**DIRECTIONS:** Each line of the entries below that includes "clock" belongs in your answer.

**INFORMATION SHOWN:**

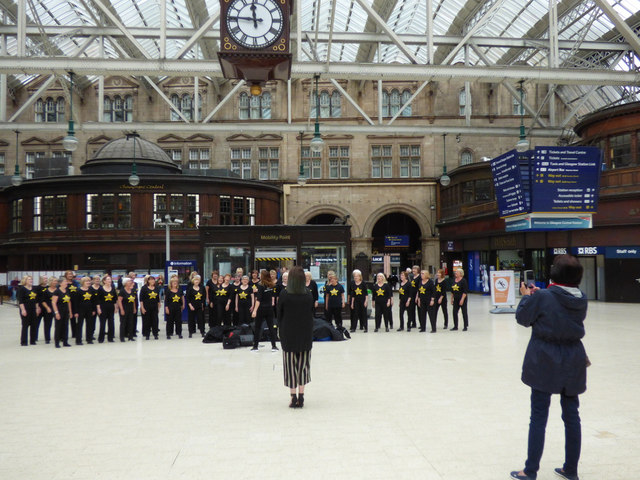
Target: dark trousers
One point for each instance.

==

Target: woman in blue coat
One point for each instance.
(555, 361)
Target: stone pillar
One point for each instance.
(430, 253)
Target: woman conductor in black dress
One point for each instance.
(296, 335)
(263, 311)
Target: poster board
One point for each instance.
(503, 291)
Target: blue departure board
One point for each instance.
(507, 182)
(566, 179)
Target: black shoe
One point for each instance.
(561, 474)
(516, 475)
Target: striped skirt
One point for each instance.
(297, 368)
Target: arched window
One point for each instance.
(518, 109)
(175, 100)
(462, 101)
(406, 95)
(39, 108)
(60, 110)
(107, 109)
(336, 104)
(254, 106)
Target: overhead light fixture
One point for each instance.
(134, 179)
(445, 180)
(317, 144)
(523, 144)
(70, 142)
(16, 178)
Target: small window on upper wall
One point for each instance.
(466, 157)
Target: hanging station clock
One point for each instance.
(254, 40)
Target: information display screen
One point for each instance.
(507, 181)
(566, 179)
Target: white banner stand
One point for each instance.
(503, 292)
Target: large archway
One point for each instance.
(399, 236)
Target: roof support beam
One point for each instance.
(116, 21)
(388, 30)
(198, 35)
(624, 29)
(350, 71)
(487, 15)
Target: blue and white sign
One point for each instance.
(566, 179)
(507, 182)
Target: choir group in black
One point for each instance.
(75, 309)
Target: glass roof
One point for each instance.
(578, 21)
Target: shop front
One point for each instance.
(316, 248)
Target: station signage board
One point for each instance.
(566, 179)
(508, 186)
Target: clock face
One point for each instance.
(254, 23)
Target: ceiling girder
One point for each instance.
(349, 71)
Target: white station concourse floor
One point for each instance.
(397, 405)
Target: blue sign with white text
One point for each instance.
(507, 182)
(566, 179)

**RESPONSE AREA:**
Target: hanging station clock
Target: clock face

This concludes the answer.